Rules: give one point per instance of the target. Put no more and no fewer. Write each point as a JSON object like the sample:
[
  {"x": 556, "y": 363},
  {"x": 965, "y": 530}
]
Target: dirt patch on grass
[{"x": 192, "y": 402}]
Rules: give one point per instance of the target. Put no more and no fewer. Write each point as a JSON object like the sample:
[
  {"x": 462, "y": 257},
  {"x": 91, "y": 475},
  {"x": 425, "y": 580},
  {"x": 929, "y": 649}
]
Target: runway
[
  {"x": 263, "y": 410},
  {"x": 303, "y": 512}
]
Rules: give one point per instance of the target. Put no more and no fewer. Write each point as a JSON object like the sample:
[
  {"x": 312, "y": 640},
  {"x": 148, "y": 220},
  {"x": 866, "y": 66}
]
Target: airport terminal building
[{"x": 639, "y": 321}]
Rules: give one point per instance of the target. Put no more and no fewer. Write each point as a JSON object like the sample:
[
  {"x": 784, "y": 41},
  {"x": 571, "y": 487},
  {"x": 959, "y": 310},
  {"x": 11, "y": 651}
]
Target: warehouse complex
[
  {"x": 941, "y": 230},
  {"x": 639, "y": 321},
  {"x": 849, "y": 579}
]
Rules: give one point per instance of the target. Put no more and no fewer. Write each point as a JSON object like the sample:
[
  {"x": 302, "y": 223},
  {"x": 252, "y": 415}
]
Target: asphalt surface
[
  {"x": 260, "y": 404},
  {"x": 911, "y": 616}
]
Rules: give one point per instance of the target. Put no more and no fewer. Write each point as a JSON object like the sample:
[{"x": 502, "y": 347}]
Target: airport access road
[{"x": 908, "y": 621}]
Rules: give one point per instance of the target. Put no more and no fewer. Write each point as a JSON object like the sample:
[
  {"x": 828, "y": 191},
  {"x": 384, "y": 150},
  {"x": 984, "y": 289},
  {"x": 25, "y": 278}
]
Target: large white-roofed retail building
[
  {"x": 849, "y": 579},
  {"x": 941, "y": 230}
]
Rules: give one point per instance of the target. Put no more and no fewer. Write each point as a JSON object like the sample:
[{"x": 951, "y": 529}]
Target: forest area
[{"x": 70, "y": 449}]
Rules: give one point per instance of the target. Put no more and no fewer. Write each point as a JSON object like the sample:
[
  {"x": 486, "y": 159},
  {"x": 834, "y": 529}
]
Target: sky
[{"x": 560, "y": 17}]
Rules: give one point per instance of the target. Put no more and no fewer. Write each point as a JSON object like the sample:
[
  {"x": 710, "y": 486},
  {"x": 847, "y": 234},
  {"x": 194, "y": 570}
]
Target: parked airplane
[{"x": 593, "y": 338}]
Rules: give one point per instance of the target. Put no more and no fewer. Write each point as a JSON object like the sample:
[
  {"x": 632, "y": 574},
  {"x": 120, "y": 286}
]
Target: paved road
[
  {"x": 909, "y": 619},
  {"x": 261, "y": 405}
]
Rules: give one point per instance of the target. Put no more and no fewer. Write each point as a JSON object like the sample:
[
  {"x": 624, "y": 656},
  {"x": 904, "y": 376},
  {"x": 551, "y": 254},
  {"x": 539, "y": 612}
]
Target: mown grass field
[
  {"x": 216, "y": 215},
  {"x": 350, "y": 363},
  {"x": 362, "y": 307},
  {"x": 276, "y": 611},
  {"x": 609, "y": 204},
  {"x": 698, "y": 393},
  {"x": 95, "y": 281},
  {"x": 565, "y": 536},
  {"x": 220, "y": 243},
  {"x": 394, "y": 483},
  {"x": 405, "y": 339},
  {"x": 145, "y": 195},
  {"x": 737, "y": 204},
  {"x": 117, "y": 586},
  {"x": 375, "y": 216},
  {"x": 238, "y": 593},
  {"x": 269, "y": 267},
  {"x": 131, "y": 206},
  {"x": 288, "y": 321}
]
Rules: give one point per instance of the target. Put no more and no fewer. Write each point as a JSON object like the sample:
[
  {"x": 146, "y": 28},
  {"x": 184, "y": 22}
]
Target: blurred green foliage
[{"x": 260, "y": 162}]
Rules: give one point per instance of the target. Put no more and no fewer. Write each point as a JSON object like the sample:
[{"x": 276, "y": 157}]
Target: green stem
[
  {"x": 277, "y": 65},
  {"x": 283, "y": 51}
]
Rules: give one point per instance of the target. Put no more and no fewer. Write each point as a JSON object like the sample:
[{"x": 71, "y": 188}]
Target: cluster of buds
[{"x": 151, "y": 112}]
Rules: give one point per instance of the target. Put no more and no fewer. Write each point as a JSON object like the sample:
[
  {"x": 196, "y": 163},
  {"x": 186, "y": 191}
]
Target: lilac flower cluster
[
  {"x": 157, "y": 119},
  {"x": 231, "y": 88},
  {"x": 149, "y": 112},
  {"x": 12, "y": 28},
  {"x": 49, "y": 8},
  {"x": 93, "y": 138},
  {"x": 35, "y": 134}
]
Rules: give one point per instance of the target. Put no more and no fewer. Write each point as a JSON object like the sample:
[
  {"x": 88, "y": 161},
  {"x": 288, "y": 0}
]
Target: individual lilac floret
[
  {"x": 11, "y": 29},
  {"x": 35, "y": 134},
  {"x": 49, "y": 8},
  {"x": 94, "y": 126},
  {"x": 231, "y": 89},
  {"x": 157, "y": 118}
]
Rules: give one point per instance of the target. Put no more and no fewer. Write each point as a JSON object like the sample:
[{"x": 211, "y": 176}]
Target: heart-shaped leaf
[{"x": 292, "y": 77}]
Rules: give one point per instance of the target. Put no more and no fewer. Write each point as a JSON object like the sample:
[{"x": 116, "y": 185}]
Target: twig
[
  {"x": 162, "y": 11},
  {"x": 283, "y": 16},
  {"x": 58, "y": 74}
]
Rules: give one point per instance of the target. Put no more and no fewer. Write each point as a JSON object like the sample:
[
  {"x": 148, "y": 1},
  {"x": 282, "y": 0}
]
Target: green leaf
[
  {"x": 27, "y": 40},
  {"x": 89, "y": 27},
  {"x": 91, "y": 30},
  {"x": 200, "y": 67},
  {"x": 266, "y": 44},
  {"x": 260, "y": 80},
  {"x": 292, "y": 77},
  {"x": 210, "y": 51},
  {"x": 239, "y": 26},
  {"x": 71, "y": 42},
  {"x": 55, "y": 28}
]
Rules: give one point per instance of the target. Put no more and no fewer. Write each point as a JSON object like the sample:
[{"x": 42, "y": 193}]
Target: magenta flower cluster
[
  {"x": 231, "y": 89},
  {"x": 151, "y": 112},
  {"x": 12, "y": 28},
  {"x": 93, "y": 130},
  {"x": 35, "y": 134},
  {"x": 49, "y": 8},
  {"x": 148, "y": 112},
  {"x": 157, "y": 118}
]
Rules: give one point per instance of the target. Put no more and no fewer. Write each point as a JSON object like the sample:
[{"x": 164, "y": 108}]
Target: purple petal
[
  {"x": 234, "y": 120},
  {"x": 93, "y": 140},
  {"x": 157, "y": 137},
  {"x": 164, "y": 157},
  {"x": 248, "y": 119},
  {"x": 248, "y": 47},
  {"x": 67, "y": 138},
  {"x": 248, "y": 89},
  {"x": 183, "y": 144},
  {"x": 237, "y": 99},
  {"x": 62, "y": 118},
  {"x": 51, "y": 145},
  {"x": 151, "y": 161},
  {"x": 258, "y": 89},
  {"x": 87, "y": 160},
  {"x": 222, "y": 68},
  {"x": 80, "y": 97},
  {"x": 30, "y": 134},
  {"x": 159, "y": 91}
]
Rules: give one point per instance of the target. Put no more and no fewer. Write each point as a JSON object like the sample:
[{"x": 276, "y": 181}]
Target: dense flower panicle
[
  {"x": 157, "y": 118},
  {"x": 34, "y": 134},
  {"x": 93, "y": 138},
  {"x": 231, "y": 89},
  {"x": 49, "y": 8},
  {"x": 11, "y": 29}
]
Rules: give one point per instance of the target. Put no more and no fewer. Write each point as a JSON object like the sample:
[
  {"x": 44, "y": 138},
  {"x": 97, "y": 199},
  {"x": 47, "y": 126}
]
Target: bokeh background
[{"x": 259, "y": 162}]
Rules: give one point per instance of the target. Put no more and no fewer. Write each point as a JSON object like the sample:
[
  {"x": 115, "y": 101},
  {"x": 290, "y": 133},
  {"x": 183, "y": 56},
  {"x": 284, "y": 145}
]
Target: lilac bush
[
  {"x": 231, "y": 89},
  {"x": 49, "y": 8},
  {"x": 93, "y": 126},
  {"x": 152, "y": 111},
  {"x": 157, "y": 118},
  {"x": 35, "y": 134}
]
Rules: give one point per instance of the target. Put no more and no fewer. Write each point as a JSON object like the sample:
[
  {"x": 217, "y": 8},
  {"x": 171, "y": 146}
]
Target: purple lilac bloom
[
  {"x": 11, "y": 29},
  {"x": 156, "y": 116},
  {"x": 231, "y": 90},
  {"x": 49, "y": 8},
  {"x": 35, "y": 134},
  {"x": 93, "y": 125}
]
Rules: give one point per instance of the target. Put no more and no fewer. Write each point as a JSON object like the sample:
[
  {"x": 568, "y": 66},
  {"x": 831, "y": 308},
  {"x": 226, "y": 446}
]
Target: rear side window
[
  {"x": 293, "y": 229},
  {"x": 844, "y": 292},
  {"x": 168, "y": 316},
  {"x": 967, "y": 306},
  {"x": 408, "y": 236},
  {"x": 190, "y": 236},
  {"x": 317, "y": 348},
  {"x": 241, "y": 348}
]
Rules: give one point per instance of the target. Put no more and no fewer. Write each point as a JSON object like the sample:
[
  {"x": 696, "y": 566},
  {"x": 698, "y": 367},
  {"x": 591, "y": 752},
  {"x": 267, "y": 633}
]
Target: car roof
==*==
WHAT YOU ARE ASKED TO DO.
The answer should consist of the lines from the one with "Target: purple lilac bloom" through the last line of the entries, duplicated exactly and nothing more.

SOLUTION TO THE EXERCISE.
Target: purple lilac bloom
[
  {"x": 11, "y": 29},
  {"x": 156, "y": 116},
  {"x": 231, "y": 90},
  {"x": 49, "y": 8},
  {"x": 35, "y": 134},
  {"x": 93, "y": 125}
]
Rules: give one point per instance of the target. Put no more and no fewer. Write each point as a JSON object like the sample:
[
  {"x": 568, "y": 66},
  {"x": 831, "y": 308},
  {"x": 226, "y": 446}
]
Target: rear side window
[
  {"x": 293, "y": 229},
  {"x": 844, "y": 292},
  {"x": 168, "y": 316},
  {"x": 967, "y": 306},
  {"x": 408, "y": 236},
  {"x": 190, "y": 236},
  {"x": 317, "y": 348},
  {"x": 241, "y": 348}
]
Rules: give one point per instance of the target. Put no more and no fewer. Write each point as a JSON object like the sample:
[
  {"x": 696, "y": 566},
  {"x": 698, "y": 367},
  {"x": 591, "y": 752},
  {"x": 267, "y": 633}
]
Target: car roof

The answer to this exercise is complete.